Render every line of the material below as a numbered list, omitting blank lines and leaving out the pictures.

[Records]
━━━━━━━━

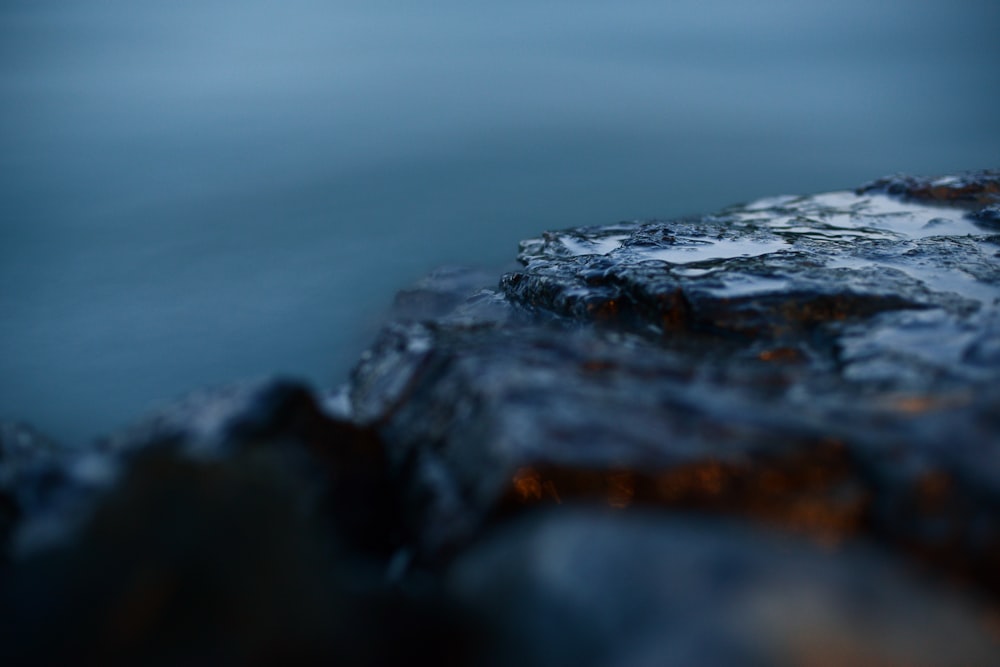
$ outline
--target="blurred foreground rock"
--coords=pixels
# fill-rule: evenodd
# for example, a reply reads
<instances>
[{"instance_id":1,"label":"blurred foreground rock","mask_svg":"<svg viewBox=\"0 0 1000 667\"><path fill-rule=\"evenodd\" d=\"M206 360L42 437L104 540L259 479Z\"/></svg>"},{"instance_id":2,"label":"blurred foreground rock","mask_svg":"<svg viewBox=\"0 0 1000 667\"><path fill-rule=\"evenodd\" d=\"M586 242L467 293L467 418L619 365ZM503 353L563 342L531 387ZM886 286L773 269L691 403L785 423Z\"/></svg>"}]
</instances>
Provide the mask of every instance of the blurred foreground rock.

━━━━━━━━

§ **Finished answer**
1. $ outline
2. --target="blurred foreground rock"
3. --coords=pixels
4. # fill-rule: evenodd
5. # for example, a reply reads
6. <instances>
7. [{"instance_id":1,"label":"blurred foreground rock","mask_svg":"<svg viewBox=\"0 0 1000 667\"><path fill-rule=\"evenodd\" d=\"M206 360L42 437L104 540L259 479Z\"/></svg>"},{"instance_id":2,"label":"blurred foreground rock","mask_svg":"<svg viewBox=\"0 0 1000 667\"><path fill-rule=\"evenodd\" d=\"M586 242L467 293L467 418L619 365ZM503 353L563 342L531 387ZM886 286L773 269L691 403L785 423Z\"/></svg>"}]
8. </instances>
9. Provide the mask of every instance of the blurred foreground rock.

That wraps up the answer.